### Passage for review
::::::::::
Alright, so let’s talk banana bread. I love this stuff. Always have… Except until I went vegan this year and learned that while vegan baking can be amazing, it takes a lot of faffing around to find recipes that mimic the taste and texture of non-vegan baking and aren’t full of weird ingredients.
I’ve found some alright banana bread recipes along the way, but always found them either too claggy or too dry. So I made my own!
I wanted to create something that was easy to throw together on a Sunday afternoon when you’ve got a bit of time spare, but that doesn’t involve a last minute dash around the supermarket before Sunday closing hours to try and find raw cacao or coconut DNA or whatever else most vegan recipes want you to add in. Look, no shade on vegan bakers, but honestly, I like my food simple (and plant based). I am by no means a master baker, but I know my way around a kitchen (ish) and love having a go at trying new things!
The addition of smashed blackberries (or other fruit) is entirely optional, but I happened to have picked some that day and it adds a really nice sharp twist through the cake – and you can use any seasonal fruit you like. Just don’t go too mental with the fruit or it’ll either burn or make your banana bread mega soggy.
If you try the recipe, let me know on Instagram!
::::::::::
### Records supplied
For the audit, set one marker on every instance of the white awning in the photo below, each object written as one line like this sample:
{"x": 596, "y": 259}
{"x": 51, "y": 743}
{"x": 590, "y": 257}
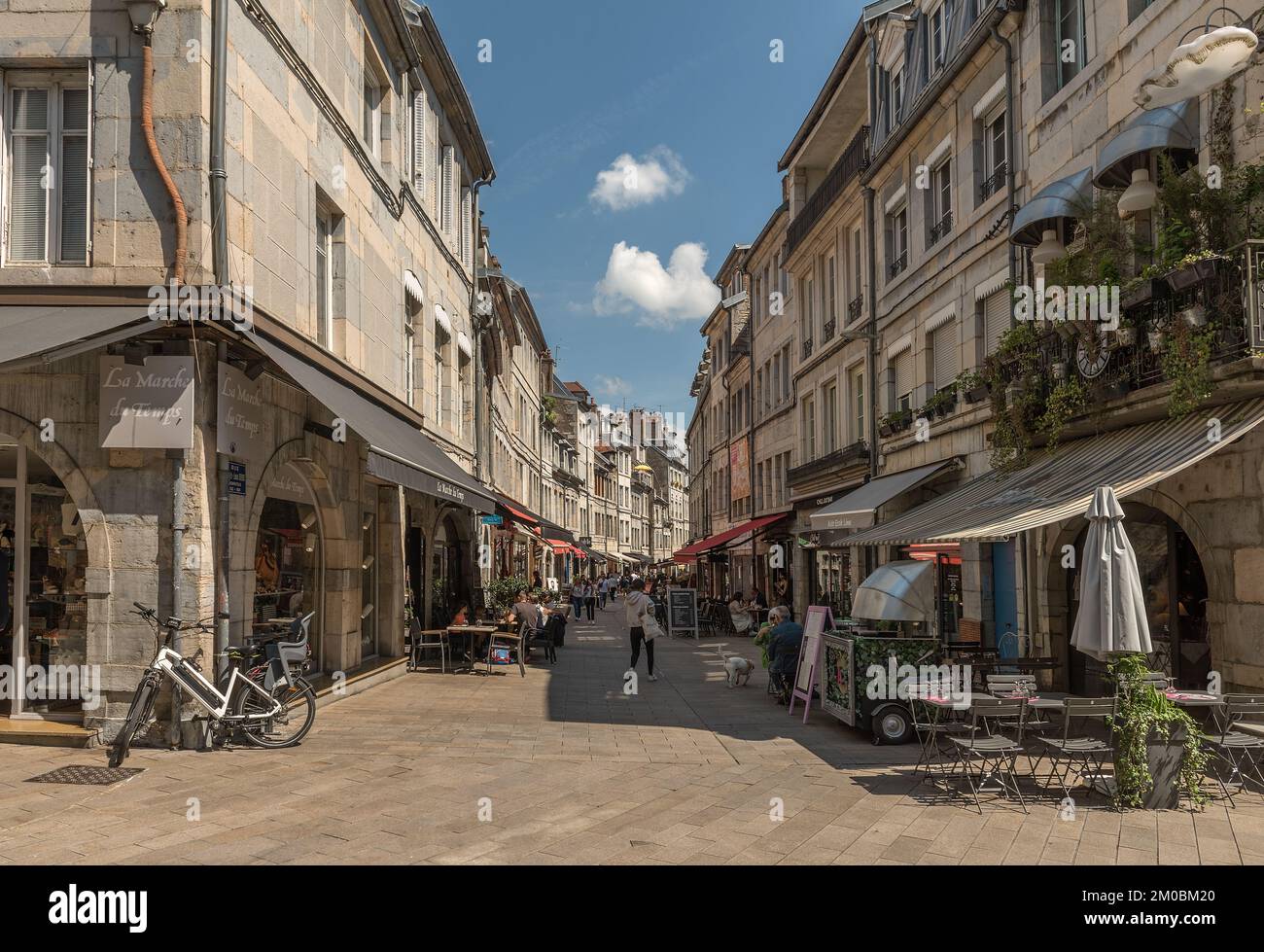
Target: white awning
{"x": 858, "y": 509}
{"x": 442, "y": 320}
{"x": 412, "y": 286}
{"x": 28, "y": 330}
{"x": 1060, "y": 485}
::::::::::
### Activity list
• a. Summarize the banana bread post in two sentences.
• b. Write out the part of the banana bread post starting with "I wanted to" and going on through "trying new things!", word for word.

### Answers by item number
• a. After going vegan, the writer found that vegan banana bread recipes were often too claggy or too dry, or called for unusual ingredients, and so created a new one. The recipe is meant to be easy to throw together on a Sunday afternoon, with smashed blackberries or other seasonal fruit as an optional addition that should be used sparingly so the bread doesn't burn or turn soggy.

• b.
I wanted to create something that was easy to throw together on a Sunday afternoon when you’ve got a bit of time spare, but that doesn’t involve a last minute dash around the supermarket before Sunday closing hours to try and find raw cacao or coconut DNA or whatever else most vegan recipes want you to add in. Look, no shade on vegan bakers, but honestly, I like my food simple (and plant based). I am by no means a master baker, but I know my way around a kitchen (ish) and love having a go at trying new things!